These studies illustrate that the balance of legal orders in hybrid or dual regimes is highly volatile. Meierhenrich (2008) demonstrates that the liberal elements of South African law provided leverage to challenge and reform the authoritarian legal order sustaining racialized apartheid repression of the Black population. But other hybrid postcolonial regimes that liberalized after WWII often have been overtaken by more illiberal, authoritarian legal forces at various times, as recently in Brazil, Hungary, and Poland. In short, the drift in the balance of liberal and authoritarian or illiberal legal practices in hybrid or dual legal orders over time can go both ways.

We underline that, unlike postcolonial hybrids of modern state and traditional law, the dual state model emphasizes relatively separate but interdependent, mutually constitutive legal orders that are the concurrent products entirely of modern nation state development. Our interest in this article concerns dual legal systems that emerged historically and persist in the present to govern the classic racial capitalist regime of the United States (Melamed 2011, 2015). This framework underlines that official state law developed to structure the terms of property exchange, commercial trade, and capital accumulation beginning in the seventeenth century. At the same time, capitalism historically was built on the inheritance of racial, gender, and religious differentiation and devaluation (Dawson & Francis 2016, Goldberg 2002, Mills 1997, Robinson 2000). Property ownership and citizen status were restricted almost exclusively to men of white, Protestant, European lineage, whereas broad categories of devalued, nonwhite persons, forced into expropriated and exploited labor required to generate surplus value, have been governed by separate forms of illiberal, authoritarian, or repressive law (McCann & Lovell 2020). Racial subordination contributed a structural dimension of capitalist development, but it also became a relatively autonomous force in social relations reflected and enforced by law.

___

AIM
According to the passage on dual legal orders, who almost exclusively held property ownership and citizen status? The listing placed after this is not needed.

RECORDED DATA
___

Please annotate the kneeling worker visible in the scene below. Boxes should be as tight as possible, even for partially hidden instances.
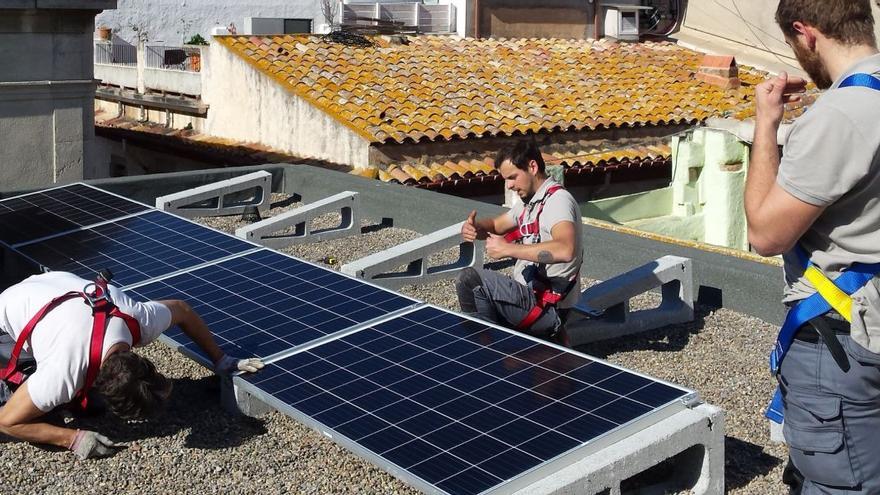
[456,140,583,343]
[0,272,263,459]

___

FINISHED ANSWER
Men of white, Protestant, European lineage.